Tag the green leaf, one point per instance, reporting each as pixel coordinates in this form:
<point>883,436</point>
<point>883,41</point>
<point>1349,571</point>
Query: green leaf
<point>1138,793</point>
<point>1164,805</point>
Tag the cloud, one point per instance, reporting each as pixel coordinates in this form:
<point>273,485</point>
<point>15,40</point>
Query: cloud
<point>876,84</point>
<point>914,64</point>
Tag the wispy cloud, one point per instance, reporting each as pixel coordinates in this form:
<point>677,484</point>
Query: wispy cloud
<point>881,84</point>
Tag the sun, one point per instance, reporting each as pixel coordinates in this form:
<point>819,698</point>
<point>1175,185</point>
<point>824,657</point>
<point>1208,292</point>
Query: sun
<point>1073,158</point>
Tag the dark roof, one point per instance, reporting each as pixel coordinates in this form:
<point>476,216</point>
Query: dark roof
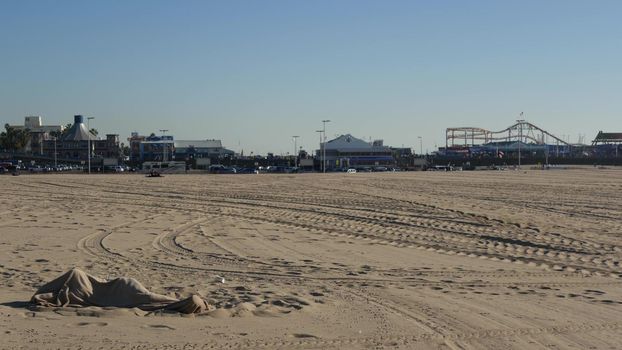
<point>78,132</point>
<point>608,136</point>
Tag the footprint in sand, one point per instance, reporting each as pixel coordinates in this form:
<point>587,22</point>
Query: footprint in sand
<point>88,324</point>
<point>158,327</point>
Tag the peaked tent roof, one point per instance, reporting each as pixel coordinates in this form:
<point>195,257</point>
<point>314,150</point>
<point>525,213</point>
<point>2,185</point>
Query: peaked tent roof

:::

THE PROBLEM -
Output these and nothing else: the lines from the one holding "<point>195,257</point>" through the final line of the entries above, exactly as they appear.

SOLUTION FOR THIS PROBLEM -
<point>195,257</point>
<point>314,150</point>
<point>525,213</point>
<point>2,185</point>
Query: peaked tent roof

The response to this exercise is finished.